Coordinate annotation records:

──────

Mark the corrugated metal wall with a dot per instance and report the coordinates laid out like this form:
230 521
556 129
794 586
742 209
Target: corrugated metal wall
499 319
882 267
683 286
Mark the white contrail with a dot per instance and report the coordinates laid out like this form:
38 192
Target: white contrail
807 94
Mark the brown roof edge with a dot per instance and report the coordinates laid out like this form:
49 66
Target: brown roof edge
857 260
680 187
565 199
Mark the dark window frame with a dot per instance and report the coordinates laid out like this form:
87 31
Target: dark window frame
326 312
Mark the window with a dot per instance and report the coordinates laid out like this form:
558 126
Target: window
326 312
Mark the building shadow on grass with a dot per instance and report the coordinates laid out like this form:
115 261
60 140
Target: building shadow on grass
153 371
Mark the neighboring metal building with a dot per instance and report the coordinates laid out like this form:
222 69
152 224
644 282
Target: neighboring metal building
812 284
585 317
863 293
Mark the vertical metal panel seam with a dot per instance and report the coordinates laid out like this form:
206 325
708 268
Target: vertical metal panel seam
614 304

──────

§ Your objective
Extract each entry in full and write it down exactly.

§ Answer
Mark the corrugated metal wall with a dot per instance and report the coordinates laid out like this form:
230 521
556 129
794 586
742 209
Target: corrugated metal wall
499 319
882 267
683 286
Mark the white contrail with a dot per instance and report the coordinates laid out like this form:
38 192
Target: white contrail
807 94
Mark the brown roof edge with a dot per instance and report the coordinates laid out like this form:
49 66
Target: brown roof edge
857 260
680 187
565 199
Mark the dark window frame with a dot per instance and report the coordinates laid out like this form:
87 31
Target: dark window frame
326 312
Mark the window with a dot per instance and report the coordinates laid out like this form:
558 126
Target: window
326 312
Mark the building shadow on grass with a dot per instance and report the coordinates laid out like this form:
115 261
60 140
Target: building shadow on grass
153 371
Mark the neighboring metal building with a dot per instance and report the coordinates laid out like this form:
222 69
152 224
644 282
Target: neighboring metal building
812 284
585 317
863 293
Mark the vertical metal panel seam with a dot per instance and report the coordinates laid out like this form:
206 325
708 268
Target: vertical metal panel seam
614 304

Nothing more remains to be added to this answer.